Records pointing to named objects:
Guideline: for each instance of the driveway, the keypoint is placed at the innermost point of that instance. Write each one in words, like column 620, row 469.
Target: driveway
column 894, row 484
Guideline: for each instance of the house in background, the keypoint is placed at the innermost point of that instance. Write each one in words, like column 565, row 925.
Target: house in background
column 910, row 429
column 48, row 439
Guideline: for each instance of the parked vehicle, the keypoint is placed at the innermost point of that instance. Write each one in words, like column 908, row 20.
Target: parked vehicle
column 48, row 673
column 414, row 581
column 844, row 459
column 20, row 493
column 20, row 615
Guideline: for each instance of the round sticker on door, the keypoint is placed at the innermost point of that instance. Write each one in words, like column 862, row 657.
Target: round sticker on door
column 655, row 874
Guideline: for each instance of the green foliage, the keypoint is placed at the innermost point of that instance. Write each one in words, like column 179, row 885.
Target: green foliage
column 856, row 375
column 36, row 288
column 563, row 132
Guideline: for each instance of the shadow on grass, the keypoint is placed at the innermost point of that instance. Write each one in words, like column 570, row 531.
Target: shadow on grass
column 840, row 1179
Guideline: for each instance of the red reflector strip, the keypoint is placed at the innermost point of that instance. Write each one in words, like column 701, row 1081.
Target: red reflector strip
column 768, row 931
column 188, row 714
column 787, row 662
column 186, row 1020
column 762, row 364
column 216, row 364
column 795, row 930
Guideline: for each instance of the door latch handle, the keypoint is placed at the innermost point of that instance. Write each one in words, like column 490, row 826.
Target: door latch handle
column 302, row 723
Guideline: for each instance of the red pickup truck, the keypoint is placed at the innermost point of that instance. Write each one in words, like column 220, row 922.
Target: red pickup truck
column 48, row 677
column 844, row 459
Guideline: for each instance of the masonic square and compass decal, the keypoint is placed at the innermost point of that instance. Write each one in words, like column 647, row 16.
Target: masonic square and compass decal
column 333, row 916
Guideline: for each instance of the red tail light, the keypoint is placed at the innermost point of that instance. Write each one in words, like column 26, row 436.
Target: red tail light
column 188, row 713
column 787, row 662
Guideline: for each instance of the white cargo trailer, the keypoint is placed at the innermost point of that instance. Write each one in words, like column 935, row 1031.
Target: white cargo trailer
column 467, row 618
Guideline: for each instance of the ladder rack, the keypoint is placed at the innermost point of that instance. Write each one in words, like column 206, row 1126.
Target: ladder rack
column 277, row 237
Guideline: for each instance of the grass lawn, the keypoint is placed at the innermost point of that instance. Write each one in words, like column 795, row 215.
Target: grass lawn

#### What the task requires:
Please arrange every line of the items above as a numbered list, leaving out any blank lines.

#### Complete response:
1. Guideline: for each instance of the driveway, the keypoint is placed at the innermost point of that instance. Write each one in words, like column 620, row 469.
2. Target: driveway
3. column 894, row 484
4. Guideline: for each instance of the house in background, the keypoint is placed at the innermost point of that instance. Write each one in words, like column 565, row 925.
5. Target: house in background
6. column 910, row 429
7. column 48, row 439
8. Guideline: for each instance of the parked vehicle, the keypoint is placed at the innermost point of that instance. Write each one in words, like column 908, row 20.
9. Target: parked vehicle
10. column 48, row 673
11. column 414, row 581
12. column 844, row 459
13. column 20, row 493
14. column 20, row 615
15. Guideline: for each instance of the round sticker on door, the keypoint is placed at the innermost point of that instance. Write each one in words, like column 862, row 657.
16. Target: round sticker on door
17. column 655, row 874
18. Guideline: for each instance of the green foliage, the keypoint is placed at the innermost point of that instance. Write each one in words, like column 179, row 885.
19. Target: green foliage
20. column 856, row 375
21. column 36, row 288
22. column 563, row 132
23. Guideline: for each instance of the shadow on grass, the keypoint is placed at the innermost point of that instance. Write each one in words, like column 570, row 531.
24. Target: shadow on grass
25. column 840, row 1179
26. Guideline: for each instance of the red reflector strip, the keypoint is placed at the innermost point of that instance. Write each one in words, like column 701, row 1081.
27. Target: red reflector strip
28. column 768, row 931
29. column 188, row 714
30. column 787, row 662
31. column 186, row 1020
32. column 762, row 364
33. column 216, row 364
34. column 795, row 930
35. Guideline: for each instance of the door latch handle, the keypoint is placed at the innermost point of that instance. Write each one in words, like column 490, row 826.
36. Target: door latch handle
37. column 302, row 723
38. Guideline: for each instance of the red pickup truck, the keypoint is placed at the innermost point of that instance. Write each one in words, like column 220, row 922.
39. Target: red pickup truck
40. column 48, row 677
41. column 844, row 459
42. Guideline: for each instance of the masonic square and compass decal, the keypoint is placed at the innermost point of that instance. Write each one in words, like column 647, row 16.
43. Target: masonic square and compass decal
44. column 333, row 916
45. Guideline: for each instance of the red tail light, the keypoint is placed at the innermost point of that instance. Write each one in words, like column 26, row 436.
46. Target: red tail light
47. column 188, row 713
48. column 787, row 662
49. Guideline: for each instance of the white cargo trailer, the keypoint is placed at the innermost point of that instance. Write each one in words, like column 935, row 1031.
50. Target: white cargo trailer
51. column 467, row 618
52. Guideline: for each instance of the ladder rack, the keypoint is placed at the innermost point of that instance. Write each one in words, like column 206, row 1126.
53. Target: ladder rack
54. column 277, row 237
55. Guideline: for each instance of the grass lawn, the keypoint is placed at the innermost point of that instance. Write each one in words, like column 795, row 215.
56. Target: grass lawn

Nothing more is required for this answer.